WHAT THE TASK ASKS - All lines from the one with "the front wheel" to the end need to be copied exactly, with nothing before them.

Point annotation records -
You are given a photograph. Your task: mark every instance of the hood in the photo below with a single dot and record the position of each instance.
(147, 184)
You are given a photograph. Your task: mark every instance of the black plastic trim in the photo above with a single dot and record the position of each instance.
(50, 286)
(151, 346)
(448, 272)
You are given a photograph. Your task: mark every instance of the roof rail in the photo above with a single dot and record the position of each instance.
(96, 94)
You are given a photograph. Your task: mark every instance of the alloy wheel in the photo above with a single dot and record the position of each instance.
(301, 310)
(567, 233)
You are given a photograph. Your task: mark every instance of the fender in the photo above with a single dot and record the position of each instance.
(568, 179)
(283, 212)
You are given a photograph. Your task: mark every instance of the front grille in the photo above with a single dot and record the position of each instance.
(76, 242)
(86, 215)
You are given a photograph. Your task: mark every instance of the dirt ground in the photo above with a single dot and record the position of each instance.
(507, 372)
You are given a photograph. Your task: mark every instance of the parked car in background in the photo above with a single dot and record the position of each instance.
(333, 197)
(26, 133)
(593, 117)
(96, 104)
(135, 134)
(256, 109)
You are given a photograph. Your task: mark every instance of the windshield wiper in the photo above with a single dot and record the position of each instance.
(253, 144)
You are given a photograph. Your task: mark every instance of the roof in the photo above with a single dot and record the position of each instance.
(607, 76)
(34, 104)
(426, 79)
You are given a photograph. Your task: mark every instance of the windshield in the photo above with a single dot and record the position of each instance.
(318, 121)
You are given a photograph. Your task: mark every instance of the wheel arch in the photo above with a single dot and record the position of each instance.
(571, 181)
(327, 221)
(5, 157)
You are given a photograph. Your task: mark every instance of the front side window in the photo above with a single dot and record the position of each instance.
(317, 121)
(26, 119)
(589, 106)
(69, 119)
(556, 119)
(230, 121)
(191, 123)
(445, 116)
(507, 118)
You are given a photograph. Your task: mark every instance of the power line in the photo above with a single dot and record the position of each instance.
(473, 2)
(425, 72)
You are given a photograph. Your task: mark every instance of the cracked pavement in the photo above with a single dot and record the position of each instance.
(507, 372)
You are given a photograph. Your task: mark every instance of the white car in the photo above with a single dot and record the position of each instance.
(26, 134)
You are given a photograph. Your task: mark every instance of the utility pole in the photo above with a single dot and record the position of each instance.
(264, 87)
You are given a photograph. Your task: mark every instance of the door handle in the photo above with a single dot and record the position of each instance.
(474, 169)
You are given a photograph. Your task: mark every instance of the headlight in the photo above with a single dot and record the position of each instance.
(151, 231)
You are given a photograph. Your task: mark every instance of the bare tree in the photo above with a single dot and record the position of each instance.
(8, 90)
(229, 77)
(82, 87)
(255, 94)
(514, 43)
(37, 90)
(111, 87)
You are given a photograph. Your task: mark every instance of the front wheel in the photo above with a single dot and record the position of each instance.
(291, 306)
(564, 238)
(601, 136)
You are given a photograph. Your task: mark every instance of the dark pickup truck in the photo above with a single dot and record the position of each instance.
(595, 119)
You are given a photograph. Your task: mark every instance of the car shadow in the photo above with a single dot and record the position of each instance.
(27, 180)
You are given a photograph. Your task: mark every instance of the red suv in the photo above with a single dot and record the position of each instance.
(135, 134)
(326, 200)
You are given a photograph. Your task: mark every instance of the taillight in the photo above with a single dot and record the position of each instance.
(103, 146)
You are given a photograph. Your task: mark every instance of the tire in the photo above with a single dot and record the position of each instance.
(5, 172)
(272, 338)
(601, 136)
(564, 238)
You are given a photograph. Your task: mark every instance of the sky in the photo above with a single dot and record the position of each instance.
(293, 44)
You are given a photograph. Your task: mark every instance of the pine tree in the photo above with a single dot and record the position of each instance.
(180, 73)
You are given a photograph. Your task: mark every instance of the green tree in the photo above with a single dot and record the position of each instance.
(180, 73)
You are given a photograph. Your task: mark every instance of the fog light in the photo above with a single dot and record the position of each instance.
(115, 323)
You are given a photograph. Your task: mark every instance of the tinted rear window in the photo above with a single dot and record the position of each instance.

SOLUTION FOR THIS PROBLEM -
You are given a photograph. Your task: mark every instance of the front wheel in the photo above with a single dot and record the position of each instance.
(291, 306)
(564, 238)
(601, 136)
You are given a photograph. Your task: mark every instance of the dark pickup truck in the photo above with a single dot and record the position of each instance.
(595, 119)
You are given a photograph. Your task: mark every instance of the car shadow in the photo above with a single dot and record the position of each instance.
(27, 180)
You are given a photograph. Your task: mark every instance of the red suv in the photo above with a single dot and record the position of each instance.
(135, 134)
(326, 200)
You are given a photograph. Your task: mark every instance of the taillight in the photo above with a single dot and record the position of each instance.
(103, 146)
You are given a photograph. Your task: mark every instance of the tire in the photo above with a single dot and record the position of each instance.
(5, 172)
(272, 338)
(601, 136)
(564, 238)
You are given a photograph. Your task: mark every instance of the sky in the photo above with a single dot and record the position of each instance.
(293, 44)
You are given a photograph. Your task: mark every instance of the pine tree in the photo above with a single dot and record the position of each instance.
(180, 73)
You are given a photograph. Your task: mark every instance of the green tree in the photo above with a single dot and record the position of each instance.
(180, 73)
You are given a photograph. Your task: mark every instance of the fog light in the photo above with a single dot and record the position of each instance.
(115, 323)
You are given a photograph. Your task: mark every instance of the tinted rear window in the photo above with a single dot and record the position of each instance.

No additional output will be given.